“I think his diaper is wet. You have to change him.”
With those two sentences, my husband and I became parents. We met our son’s other mother a little over a month before his birth. It all began with a phone call – a call I thought was a prank.
Our home study was almost done. Emphasis on ALMOST. I emailed the agency I wanted to work with to let the owner know that we were ALMOST DONE. My message was oozing with excitement, but her reply was short and terse in my opinion. It said, “Contact us when your home study is complete.” I was crestfallen. When a number with her area code popped up on my screen, I debated whether to answer, but something told me to hit accept.
She – let’s call her Mrs. S.- enthusiastically greeted me. I thought I was being tricked. I reminded her that she already replied to me via email. That’s when she told me that a case had arisen for which she thought my husband I would be perfect.
Say what?
An expectant mother wanted a family with at least one person of color to raise her son!!! Why the exclamation points you ask? Because that’s how excited I was.
It all seemed too good to be true. We sent our adoption book and got a call back days later, as my husband recovered from emergency surgery. The mother,who we will call EM, wanted to meet us in person. She was in the south. We were in the northeast.

◇ ◇ ◇ ◇ ◇ ◇ ◇

[Exercise]:
According to the adoption account above, what did the expectant mother want in the family that would raise her son?

[Given information]:
◇ ◇ ◇ ◇ ◇ ◇ ◇

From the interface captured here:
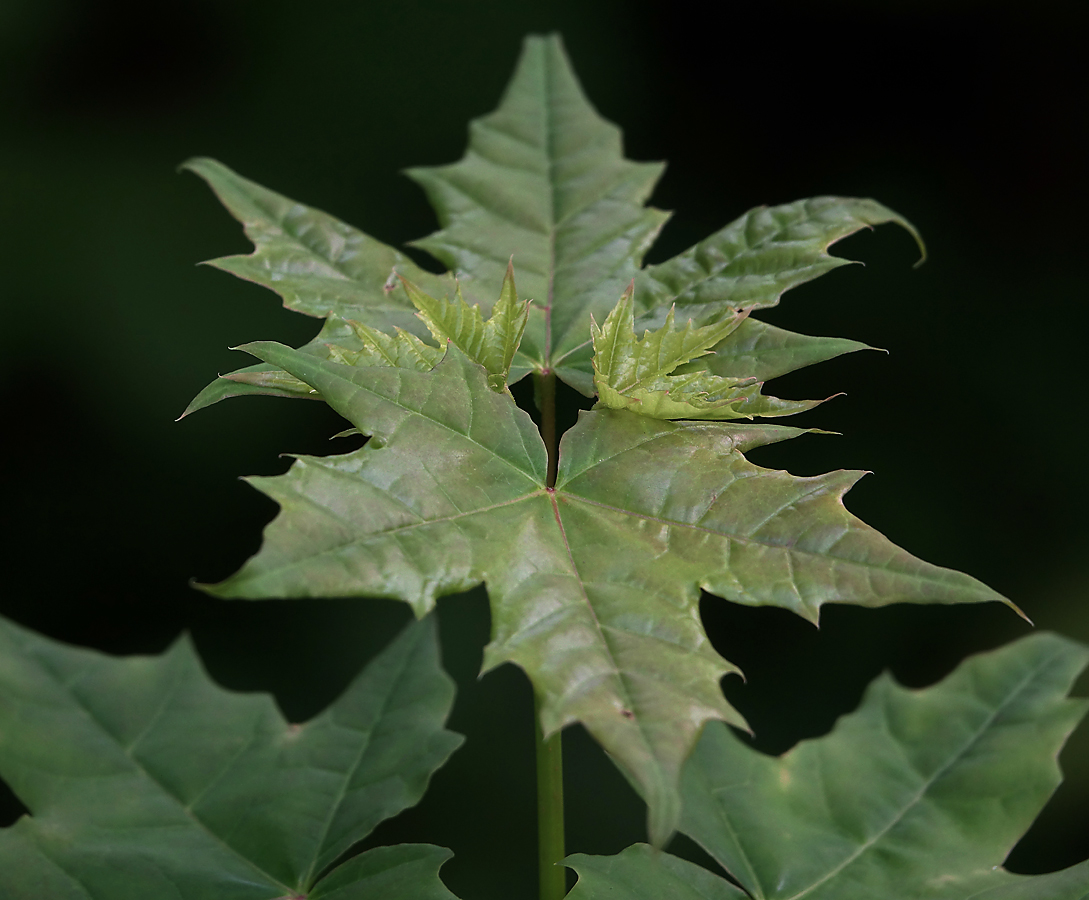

◇ ◇ ◇ ◇ ◇ ◇ ◇

[Response area]:
She wanted a family with at least one person of color.